(WHAT YOU WILL DO):
Your task is to print every entry below exactly as given.

[Region labeling records]
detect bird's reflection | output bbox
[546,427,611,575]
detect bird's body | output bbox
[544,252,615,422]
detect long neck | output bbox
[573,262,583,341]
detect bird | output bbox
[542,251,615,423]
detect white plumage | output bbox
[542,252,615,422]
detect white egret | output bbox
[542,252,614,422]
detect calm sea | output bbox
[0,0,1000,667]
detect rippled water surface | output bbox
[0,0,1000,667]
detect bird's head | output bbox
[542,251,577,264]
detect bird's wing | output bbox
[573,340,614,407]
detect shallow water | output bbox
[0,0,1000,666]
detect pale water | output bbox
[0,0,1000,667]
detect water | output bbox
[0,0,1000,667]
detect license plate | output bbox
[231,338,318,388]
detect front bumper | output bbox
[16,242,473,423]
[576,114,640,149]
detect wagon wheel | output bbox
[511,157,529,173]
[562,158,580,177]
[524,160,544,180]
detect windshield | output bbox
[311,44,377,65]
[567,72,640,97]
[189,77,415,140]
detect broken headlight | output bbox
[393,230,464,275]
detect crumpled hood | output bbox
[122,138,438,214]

(RESULT OF THIS TASK):
detect bird's reflection | output bbox
[546,427,611,575]
detect bird's body | output bbox
[544,252,615,422]
detect long neck | output bbox
[573,262,583,341]
detect bird | output bbox
[542,251,615,423]
detect white plumage | output bbox
[542,252,615,422]
detect white egret | output bbox
[542,252,614,422]
detect calm sea | output bbox
[0,0,1000,667]
detect rippled water surface | output bbox
[0,0,1000,667]
detect bird's head | output bbox
[542,251,577,264]
detect bird's wing | output bbox
[573,340,614,407]
detect shallow water | output bbox
[0,0,1000,666]
detect pale water | output bbox
[0,0,1000,667]
detect water | output bbox
[0,0,1000,667]
detect license plate | output bbox
[231,338,318,388]
detect front bumper | output bbox
[16,242,473,423]
[576,114,640,149]
detect wagon wheel | output bbox
[511,157,529,173]
[562,158,580,177]
[524,160,544,180]
detect windshield | output bbox
[311,44,377,65]
[567,72,640,97]
[189,77,415,140]
detect broken headlight | output bbox
[393,230,464,275]
detect crumpled hood | output bbox
[122,138,438,214]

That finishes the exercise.